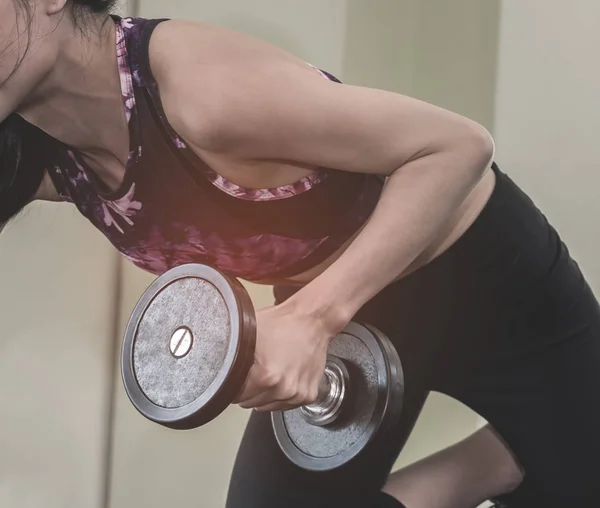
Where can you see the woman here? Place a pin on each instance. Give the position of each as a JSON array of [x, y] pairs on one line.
[[183, 143]]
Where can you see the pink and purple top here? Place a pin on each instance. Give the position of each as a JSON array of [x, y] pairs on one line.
[[172, 208]]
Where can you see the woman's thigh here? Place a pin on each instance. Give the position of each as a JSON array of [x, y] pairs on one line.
[[546, 407]]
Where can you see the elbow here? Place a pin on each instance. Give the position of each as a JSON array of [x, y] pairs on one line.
[[478, 148]]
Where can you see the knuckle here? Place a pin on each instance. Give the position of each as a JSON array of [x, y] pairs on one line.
[[312, 395], [288, 391], [270, 379]]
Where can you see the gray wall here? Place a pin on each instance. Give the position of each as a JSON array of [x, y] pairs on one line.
[[57, 307]]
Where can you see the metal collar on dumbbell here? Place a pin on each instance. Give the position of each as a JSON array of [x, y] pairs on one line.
[[332, 391]]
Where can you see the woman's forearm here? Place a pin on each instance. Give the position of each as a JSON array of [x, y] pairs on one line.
[[415, 205]]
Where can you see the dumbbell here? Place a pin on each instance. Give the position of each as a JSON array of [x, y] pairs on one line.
[[189, 345]]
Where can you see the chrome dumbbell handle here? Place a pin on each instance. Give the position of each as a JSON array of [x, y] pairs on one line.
[[333, 389]]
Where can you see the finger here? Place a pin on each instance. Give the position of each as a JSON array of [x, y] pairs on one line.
[[263, 400], [269, 408], [252, 387], [287, 394]]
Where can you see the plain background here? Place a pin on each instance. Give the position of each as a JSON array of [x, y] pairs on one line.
[[70, 438]]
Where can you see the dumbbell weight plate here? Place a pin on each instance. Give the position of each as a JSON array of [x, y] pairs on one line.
[[375, 402], [188, 346]]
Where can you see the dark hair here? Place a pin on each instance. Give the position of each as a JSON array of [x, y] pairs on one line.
[[20, 177]]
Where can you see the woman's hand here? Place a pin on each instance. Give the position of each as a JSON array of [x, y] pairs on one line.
[[289, 361]]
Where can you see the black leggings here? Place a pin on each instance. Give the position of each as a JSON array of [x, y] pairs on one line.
[[504, 322]]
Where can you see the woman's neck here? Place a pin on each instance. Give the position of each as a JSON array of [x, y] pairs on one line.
[[79, 100]]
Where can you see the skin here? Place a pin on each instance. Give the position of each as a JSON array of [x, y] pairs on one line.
[[437, 163]]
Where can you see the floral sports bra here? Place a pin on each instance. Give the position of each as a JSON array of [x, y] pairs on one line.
[[172, 208]]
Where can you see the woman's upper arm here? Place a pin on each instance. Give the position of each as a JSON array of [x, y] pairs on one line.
[[270, 107]]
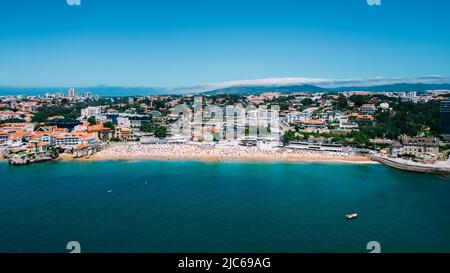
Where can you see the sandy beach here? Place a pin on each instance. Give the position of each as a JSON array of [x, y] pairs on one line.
[[127, 151]]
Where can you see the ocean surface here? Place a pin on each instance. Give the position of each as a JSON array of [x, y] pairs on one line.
[[151, 206]]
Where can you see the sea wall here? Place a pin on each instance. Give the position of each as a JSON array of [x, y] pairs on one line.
[[411, 168]]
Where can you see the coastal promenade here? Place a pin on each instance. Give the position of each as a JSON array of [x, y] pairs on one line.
[[442, 168], [218, 153]]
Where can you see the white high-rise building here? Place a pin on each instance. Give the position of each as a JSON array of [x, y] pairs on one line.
[[71, 92]]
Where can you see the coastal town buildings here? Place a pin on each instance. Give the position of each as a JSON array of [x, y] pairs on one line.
[[419, 147]]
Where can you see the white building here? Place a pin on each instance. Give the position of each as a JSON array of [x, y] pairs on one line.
[[124, 122], [90, 111]]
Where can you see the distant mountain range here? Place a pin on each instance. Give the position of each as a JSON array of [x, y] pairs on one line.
[[254, 90], [211, 90]]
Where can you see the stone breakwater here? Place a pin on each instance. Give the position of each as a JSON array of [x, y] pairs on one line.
[[441, 169]]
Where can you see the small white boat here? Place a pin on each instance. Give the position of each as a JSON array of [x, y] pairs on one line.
[[351, 216]]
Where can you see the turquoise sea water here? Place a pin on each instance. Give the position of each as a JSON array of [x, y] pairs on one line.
[[220, 207]]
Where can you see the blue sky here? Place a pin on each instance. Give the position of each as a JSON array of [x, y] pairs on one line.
[[188, 42]]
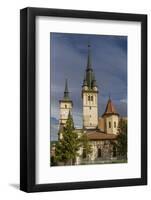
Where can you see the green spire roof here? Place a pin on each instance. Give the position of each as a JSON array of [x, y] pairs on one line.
[[89, 79], [66, 92]]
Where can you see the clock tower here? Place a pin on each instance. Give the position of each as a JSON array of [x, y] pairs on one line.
[[65, 106], [90, 97]]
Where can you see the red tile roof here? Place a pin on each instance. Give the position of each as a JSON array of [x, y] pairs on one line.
[[98, 135]]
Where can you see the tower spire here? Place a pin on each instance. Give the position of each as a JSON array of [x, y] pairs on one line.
[[66, 91], [89, 58]]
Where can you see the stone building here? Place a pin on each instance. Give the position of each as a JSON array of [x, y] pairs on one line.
[[102, 130]]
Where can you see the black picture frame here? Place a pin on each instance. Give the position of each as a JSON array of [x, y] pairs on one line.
[[28, 99]]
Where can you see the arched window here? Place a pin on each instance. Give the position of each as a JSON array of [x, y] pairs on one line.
[[99, 153], [114, 151], [84, 155]]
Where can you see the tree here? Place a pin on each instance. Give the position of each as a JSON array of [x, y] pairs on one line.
[[122, 138], [67, 147]]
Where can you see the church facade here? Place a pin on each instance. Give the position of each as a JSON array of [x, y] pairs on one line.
[[102, 130]]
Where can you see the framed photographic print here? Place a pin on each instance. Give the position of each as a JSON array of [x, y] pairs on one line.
[[83, 95]]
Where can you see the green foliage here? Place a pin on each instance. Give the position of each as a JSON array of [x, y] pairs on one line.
[[67, 147], [87, 147], [122, 138]]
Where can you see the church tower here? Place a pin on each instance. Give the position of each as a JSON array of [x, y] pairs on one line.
[[111, 118], [65, 106], [90, 97]]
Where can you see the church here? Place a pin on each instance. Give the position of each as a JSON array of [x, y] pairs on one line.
[[102, 130]]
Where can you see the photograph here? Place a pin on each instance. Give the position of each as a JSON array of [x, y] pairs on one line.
[[88, 99]]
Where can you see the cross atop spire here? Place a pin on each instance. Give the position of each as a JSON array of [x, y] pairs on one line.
[[89, 58], [66, 92], [89, 79]]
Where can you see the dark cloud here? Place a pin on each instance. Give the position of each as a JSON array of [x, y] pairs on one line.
[[68, 60]]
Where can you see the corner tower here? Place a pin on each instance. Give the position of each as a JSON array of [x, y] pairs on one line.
[[65, 106], [90, 97]]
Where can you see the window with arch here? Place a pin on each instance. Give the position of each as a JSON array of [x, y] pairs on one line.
[[99, 153], [84, 155]]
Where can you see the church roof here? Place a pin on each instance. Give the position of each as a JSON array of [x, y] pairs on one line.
[[66, 97], [110, 109], [89, 78], [98, 135]]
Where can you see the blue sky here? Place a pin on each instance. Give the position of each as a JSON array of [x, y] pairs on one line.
[[68, 53]]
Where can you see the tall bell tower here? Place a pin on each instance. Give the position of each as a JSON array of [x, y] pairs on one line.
[[65, 106], [90, 97]]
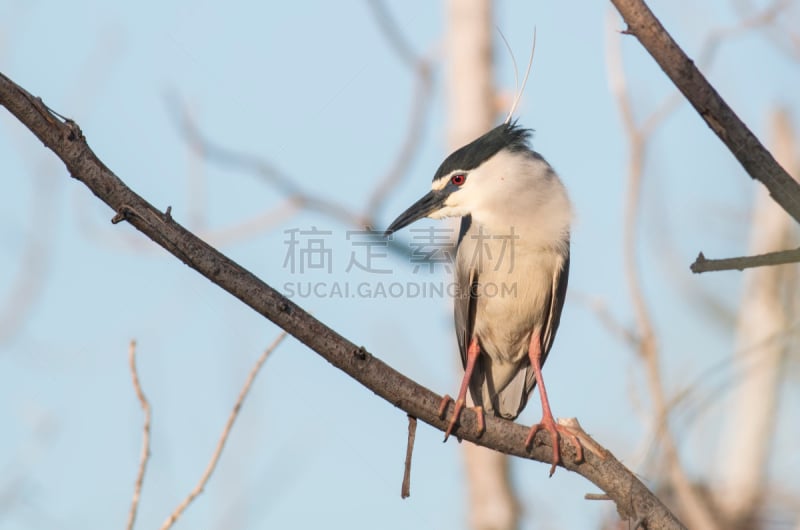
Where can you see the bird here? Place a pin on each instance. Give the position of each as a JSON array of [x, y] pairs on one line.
[[511, 271]]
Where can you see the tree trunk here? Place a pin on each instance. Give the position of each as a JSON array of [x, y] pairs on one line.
[[761, 346]]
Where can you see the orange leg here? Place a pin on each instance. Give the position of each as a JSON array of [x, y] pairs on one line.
[[547, 422], [473, 351]]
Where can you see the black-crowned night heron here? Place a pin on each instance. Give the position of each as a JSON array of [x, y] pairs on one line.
[[512, 264]]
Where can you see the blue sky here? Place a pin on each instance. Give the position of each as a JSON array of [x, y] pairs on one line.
[[314, 89]]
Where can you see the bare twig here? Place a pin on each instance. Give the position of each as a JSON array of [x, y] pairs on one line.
[[753, 156], [632, 498], [781, 257], [226, 431], [405, 490], [647, 347], [145, 455]]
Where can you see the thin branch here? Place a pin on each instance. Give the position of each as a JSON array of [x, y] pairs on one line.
[[781, 257], [753, 156], [405, 490], [145, 455], [226, 431], [647, 347], [633, 500]]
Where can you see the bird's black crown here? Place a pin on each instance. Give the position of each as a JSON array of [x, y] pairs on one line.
[[505, 136]]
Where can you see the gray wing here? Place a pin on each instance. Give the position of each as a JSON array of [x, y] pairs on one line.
[[555, 304]]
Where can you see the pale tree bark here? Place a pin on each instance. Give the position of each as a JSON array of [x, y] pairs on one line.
[[761, 346], [491, 504]]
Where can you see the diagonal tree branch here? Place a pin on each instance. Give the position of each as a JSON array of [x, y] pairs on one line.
[[780, 257], [633, 500], [754, 157]]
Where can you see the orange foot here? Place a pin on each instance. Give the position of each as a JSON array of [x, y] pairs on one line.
[[446, 400], [547, 423]]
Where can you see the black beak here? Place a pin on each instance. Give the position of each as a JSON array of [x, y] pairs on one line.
[[422, 208]]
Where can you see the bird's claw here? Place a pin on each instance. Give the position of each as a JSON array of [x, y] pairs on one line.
[[555, 429], [459, 406]]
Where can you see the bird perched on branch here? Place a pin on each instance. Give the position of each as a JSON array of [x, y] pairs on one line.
[[511, 269]]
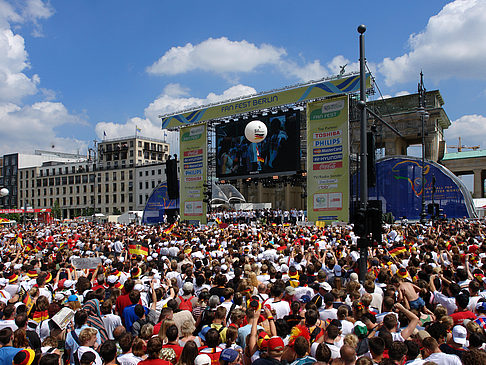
*-*-*
Given request
Reproduce the lines of the records word for word, from the line with "Where can you see the woman's forearm" up to and including the line with "[[263, 400], [269, 408], [252, 387], [287, 394]]".

Task solution
Where can you see the woman's forearm here? Place a pin on each instance. Give the position of each as a JSON array of [x, y] pairs on one line.
[[415, 205]]
Where can you see the dumbbell here? Place a pin on each instance. Give the position of each as a JSON array of [x, y] pairs on one line.
[[189, 345]]
Where can you see the chrome dumbbell handle here? Place a pin on each instance. Give the position of each as a JSON array of [x, y] pairs on one line.
[[333, 389]]
Where can you see the finger here? Place a pin on each instance. Give the position of each as a JSON array of [x, y] pairs on one line.
[[263, 400], [269, 408], [252, 387], [287, 394]]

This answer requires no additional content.